[[ RECORDS FOR PROCESSING, beginning ]]

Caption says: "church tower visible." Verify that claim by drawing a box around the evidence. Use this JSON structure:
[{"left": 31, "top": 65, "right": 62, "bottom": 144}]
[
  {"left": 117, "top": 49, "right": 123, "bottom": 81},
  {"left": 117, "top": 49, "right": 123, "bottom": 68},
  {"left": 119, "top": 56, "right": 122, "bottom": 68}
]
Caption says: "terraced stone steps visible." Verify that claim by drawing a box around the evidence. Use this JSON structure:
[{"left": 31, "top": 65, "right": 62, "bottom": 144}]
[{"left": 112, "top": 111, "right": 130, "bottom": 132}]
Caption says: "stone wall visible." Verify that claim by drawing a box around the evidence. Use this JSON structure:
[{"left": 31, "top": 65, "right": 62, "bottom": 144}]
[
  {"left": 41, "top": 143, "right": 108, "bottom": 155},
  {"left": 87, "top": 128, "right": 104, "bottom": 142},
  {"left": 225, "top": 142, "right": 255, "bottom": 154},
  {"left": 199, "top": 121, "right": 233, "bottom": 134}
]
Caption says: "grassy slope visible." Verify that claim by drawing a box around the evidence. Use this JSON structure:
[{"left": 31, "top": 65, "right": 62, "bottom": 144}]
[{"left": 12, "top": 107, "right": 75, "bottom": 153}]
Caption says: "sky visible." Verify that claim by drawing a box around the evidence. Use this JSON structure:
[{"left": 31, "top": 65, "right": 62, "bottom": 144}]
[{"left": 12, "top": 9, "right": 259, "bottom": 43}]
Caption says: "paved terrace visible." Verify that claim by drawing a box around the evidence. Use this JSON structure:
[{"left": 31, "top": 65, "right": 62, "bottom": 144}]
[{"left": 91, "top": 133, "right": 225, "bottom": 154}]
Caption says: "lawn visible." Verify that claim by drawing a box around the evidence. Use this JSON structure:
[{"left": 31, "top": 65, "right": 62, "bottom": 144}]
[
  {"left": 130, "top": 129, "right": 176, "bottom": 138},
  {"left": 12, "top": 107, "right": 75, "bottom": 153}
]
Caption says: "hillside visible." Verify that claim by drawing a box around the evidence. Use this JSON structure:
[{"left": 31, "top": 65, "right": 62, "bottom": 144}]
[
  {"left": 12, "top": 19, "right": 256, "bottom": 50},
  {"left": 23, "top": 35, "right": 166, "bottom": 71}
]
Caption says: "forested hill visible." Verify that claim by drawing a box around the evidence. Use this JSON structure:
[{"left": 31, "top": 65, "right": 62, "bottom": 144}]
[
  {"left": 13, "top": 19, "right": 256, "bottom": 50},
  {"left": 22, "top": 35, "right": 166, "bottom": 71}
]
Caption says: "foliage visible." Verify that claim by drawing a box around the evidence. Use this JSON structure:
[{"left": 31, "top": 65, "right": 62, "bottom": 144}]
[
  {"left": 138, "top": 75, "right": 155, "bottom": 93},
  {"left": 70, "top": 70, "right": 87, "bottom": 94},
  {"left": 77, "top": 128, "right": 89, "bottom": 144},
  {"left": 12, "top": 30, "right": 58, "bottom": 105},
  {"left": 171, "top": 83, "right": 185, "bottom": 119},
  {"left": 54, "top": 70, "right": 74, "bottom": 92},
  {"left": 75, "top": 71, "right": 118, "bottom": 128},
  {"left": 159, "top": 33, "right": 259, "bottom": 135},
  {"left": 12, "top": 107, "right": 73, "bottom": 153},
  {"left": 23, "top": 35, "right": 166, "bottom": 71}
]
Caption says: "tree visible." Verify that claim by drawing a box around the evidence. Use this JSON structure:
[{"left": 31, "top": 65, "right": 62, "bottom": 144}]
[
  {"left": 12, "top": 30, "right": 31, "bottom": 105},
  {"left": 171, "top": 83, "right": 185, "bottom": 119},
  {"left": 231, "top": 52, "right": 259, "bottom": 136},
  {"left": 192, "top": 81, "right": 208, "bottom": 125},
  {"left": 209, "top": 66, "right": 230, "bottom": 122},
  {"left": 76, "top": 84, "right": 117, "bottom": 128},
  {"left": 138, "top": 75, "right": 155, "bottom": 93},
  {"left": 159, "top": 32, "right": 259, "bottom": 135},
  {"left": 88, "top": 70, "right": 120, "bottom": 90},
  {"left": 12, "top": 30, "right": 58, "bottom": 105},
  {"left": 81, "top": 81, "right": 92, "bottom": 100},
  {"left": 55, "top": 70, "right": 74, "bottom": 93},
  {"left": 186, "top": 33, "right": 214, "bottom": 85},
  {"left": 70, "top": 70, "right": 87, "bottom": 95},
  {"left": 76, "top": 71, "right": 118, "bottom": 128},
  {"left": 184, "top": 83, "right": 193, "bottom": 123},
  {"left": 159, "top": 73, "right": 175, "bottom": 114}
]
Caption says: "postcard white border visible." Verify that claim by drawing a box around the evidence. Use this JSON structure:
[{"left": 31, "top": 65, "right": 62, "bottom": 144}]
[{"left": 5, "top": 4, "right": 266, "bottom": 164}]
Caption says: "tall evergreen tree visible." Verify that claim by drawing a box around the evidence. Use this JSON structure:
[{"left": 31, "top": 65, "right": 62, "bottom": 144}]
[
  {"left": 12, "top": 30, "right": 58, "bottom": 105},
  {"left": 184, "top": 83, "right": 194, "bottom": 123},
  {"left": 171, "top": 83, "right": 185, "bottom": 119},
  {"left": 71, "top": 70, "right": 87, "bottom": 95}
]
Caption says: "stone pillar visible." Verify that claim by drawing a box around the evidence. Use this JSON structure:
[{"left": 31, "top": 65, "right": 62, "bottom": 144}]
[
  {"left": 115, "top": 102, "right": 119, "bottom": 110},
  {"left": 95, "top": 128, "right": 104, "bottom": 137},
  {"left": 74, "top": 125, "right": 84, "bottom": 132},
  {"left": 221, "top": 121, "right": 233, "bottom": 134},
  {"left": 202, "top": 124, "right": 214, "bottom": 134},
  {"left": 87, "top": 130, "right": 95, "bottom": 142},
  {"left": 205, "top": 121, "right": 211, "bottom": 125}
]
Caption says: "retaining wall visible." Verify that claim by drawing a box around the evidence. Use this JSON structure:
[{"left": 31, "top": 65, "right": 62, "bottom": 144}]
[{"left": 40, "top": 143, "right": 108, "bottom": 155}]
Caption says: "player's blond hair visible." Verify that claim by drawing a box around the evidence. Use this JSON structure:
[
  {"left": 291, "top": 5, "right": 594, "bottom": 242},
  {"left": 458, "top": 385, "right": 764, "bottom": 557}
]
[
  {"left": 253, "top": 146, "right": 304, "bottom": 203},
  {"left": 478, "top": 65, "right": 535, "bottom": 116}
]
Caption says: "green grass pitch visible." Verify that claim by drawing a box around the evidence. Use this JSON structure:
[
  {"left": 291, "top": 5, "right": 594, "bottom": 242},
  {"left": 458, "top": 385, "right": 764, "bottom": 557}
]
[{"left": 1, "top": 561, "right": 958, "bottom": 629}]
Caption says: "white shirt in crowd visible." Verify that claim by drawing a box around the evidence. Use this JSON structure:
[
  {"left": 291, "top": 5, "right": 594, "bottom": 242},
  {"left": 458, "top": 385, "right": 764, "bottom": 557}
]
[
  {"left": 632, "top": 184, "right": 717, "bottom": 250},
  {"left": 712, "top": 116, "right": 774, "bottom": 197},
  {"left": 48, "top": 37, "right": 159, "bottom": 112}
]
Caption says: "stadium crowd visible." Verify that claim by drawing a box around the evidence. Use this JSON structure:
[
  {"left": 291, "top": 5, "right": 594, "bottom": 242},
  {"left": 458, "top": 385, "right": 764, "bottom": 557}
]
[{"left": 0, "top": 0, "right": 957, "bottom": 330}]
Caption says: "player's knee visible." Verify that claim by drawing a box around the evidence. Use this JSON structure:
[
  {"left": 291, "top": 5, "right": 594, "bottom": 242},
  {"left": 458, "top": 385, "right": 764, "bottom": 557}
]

[[ RECORDS FOR PROCESSING, end ]]

ACTION ITEM:
Lines that contain "stone" should be pulled from the entries above and reported.

RESPONSE FOR THIS EXERCISE:
Caption says: "terraced stone steps visible." Verify that claim by drawing a box around the evidence. Use this JSON structure:
Caption says: "stone wall visible." Verify that claim by drawing a box around the evidence. Use this JSON structure:
Caption says: "stone pillar visible." Verify that claim by drawing a box around the evidence. Use this JSON structure:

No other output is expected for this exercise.